▶ **Work to be completed**
In the data that follows, how many lines contain the word "palm"? Give only that number.

---------- Records supplied

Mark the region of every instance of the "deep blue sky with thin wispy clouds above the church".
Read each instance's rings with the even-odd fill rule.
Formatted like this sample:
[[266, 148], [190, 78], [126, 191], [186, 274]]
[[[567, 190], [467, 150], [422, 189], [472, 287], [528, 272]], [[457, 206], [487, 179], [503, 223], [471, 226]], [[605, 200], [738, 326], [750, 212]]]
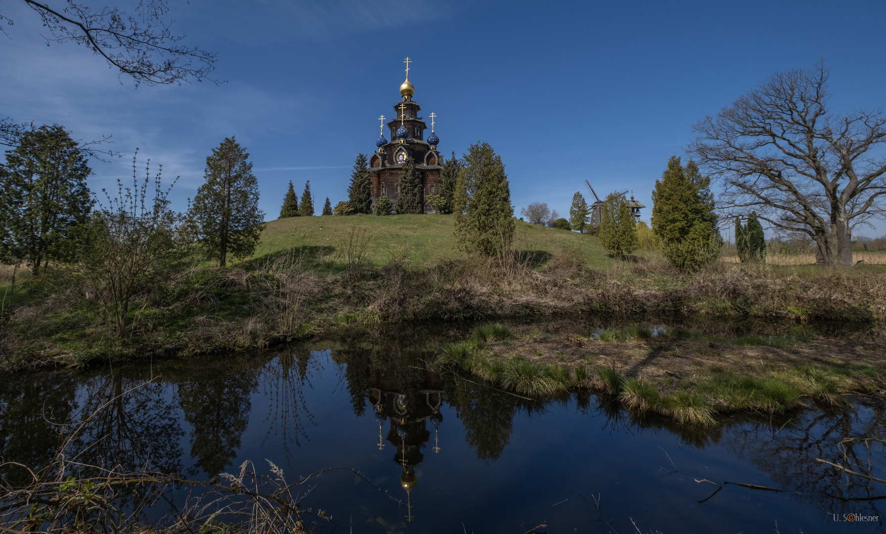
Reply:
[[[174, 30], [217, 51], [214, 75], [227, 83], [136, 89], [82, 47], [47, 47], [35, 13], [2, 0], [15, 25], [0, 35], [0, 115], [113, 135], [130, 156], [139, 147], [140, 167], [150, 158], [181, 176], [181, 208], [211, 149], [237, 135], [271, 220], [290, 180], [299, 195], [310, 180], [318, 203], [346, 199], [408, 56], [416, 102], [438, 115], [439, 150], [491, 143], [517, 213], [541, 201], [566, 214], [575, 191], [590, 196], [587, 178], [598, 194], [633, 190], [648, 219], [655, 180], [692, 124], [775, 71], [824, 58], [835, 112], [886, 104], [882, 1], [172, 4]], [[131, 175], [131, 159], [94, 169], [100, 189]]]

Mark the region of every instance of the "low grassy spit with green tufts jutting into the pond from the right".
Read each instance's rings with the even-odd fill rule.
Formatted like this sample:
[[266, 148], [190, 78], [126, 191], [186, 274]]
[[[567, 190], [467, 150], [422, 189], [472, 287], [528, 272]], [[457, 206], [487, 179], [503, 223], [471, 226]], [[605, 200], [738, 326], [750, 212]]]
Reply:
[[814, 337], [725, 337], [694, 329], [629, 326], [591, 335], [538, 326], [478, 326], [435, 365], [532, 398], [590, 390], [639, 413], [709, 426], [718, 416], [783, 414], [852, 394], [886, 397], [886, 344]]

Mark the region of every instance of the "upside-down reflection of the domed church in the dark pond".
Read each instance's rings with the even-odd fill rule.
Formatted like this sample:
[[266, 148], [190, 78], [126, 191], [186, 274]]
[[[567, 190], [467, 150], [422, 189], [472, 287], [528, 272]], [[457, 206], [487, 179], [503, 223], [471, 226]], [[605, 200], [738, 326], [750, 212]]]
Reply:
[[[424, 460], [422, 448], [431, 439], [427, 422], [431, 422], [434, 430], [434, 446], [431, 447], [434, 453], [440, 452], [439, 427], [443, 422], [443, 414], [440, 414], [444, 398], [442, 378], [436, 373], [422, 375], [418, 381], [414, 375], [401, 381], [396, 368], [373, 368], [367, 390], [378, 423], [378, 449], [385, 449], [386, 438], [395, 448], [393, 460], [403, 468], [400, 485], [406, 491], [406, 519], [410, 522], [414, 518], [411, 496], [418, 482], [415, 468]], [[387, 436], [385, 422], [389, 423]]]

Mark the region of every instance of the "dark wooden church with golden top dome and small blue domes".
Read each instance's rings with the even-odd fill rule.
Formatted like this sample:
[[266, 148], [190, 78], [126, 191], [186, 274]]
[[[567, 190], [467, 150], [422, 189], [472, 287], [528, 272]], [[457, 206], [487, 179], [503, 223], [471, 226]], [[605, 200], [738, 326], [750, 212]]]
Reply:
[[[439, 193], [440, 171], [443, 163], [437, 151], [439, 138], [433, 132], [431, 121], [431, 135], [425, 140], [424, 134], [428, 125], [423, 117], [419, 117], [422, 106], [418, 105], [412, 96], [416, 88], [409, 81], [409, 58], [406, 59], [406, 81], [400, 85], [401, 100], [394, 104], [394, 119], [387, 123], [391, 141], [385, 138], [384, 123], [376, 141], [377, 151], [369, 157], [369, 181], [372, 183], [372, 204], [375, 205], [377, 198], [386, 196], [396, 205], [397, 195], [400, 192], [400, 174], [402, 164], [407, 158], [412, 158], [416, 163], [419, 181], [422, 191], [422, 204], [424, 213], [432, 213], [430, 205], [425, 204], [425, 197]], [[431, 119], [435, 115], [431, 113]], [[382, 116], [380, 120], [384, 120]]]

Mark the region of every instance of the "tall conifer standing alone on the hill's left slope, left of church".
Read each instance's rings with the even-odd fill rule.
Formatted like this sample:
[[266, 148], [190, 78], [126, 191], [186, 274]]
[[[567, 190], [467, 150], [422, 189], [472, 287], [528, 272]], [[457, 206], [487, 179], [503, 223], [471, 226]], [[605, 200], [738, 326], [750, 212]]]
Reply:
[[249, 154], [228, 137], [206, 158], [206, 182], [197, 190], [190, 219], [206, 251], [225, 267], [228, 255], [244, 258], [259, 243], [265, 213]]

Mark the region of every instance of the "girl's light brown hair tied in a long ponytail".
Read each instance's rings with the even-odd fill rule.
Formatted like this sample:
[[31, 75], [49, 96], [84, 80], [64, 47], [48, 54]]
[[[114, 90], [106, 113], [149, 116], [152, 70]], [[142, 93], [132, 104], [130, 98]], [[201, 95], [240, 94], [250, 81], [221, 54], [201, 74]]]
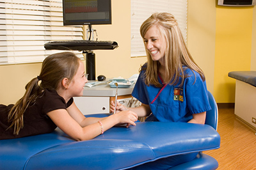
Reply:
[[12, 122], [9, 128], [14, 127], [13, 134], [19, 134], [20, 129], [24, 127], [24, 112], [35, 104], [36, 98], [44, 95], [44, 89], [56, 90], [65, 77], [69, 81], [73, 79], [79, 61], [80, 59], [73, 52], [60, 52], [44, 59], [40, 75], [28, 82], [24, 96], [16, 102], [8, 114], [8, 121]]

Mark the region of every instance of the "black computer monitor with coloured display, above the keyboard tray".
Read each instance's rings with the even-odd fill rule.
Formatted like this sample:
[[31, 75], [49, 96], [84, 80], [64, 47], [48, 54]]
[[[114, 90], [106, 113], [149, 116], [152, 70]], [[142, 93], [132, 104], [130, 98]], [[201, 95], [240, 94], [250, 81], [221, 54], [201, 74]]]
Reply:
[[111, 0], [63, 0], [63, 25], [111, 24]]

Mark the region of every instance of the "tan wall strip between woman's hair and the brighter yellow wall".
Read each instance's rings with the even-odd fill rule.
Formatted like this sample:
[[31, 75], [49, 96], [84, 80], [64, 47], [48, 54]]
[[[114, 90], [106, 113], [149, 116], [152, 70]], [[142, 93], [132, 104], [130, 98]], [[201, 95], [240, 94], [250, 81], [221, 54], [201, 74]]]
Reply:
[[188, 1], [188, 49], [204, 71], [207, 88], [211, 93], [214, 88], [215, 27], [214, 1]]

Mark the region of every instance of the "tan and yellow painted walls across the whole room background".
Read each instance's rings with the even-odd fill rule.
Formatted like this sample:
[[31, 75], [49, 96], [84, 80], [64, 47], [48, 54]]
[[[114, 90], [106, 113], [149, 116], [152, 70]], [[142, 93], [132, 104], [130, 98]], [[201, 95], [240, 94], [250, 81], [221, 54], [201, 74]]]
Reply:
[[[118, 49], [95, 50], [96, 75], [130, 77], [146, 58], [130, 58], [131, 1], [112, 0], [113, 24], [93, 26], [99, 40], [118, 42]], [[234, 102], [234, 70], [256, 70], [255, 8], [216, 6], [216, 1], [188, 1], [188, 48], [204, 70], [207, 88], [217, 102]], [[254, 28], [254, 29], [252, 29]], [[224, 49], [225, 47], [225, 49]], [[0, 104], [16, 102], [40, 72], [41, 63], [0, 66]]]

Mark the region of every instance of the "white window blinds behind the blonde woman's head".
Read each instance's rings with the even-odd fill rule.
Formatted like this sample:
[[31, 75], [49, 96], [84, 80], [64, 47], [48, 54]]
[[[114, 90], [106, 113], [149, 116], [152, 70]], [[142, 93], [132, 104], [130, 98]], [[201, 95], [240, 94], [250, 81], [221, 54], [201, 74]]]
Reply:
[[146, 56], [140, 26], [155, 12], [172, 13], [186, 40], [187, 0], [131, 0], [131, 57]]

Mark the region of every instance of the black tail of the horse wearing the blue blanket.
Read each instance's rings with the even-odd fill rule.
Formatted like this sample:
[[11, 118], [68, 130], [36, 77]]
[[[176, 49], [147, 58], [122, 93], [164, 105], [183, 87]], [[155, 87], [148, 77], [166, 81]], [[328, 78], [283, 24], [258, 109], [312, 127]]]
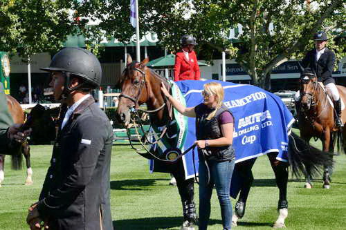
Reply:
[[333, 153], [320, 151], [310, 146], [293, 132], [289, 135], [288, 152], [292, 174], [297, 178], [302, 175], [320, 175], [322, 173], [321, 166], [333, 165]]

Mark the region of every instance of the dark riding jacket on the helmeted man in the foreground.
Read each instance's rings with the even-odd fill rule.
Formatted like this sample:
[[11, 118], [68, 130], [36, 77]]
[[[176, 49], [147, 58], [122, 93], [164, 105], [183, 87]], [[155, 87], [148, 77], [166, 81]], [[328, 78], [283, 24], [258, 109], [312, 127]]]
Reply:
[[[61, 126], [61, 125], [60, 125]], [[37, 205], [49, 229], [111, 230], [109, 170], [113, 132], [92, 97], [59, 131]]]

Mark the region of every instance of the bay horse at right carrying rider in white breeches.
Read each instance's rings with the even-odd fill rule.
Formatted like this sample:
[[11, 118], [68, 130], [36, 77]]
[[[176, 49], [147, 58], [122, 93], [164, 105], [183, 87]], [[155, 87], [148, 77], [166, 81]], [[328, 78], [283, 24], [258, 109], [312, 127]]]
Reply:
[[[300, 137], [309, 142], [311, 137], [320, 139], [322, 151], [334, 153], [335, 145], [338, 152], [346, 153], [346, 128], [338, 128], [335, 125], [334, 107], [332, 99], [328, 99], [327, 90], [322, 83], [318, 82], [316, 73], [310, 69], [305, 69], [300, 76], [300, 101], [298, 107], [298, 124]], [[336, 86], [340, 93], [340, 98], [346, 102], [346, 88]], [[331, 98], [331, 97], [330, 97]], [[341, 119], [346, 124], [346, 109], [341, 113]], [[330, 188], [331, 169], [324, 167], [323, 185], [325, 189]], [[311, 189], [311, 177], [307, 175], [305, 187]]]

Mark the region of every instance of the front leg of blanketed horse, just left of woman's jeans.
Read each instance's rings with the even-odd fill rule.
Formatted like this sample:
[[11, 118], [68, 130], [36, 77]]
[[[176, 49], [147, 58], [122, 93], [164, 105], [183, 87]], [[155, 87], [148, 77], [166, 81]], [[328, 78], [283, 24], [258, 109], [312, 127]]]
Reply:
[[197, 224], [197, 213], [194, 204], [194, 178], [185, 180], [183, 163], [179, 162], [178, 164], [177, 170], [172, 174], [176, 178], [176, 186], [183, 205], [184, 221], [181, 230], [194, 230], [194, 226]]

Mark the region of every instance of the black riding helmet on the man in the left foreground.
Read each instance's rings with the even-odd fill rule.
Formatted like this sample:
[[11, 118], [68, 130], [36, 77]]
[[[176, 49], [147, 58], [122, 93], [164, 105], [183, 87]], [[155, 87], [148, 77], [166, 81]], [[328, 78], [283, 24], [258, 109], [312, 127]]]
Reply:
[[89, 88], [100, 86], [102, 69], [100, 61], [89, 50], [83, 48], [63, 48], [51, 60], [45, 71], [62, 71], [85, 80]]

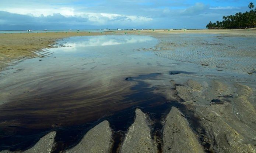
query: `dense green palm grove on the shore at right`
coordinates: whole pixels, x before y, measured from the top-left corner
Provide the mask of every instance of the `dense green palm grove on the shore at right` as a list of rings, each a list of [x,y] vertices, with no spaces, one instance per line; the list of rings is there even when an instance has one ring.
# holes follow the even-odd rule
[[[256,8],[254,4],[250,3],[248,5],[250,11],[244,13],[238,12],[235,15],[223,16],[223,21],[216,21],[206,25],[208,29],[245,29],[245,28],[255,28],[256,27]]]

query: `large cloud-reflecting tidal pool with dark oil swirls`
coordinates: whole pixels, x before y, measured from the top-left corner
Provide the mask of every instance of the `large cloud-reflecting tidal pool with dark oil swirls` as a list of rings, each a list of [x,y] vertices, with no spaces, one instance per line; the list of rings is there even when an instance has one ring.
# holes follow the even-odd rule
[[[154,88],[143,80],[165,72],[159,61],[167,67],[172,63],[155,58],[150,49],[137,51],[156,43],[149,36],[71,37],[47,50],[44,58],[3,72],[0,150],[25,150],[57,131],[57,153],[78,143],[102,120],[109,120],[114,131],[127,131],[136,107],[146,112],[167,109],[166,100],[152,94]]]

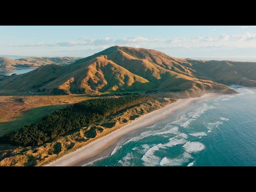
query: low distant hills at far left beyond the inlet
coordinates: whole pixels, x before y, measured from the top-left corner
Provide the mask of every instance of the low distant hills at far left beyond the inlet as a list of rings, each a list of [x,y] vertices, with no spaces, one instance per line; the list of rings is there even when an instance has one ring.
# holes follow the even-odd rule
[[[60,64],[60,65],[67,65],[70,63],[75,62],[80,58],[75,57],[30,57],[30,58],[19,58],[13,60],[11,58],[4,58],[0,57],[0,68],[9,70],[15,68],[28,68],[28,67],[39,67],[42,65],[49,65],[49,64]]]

--------------------

▶ **Worked solution**
2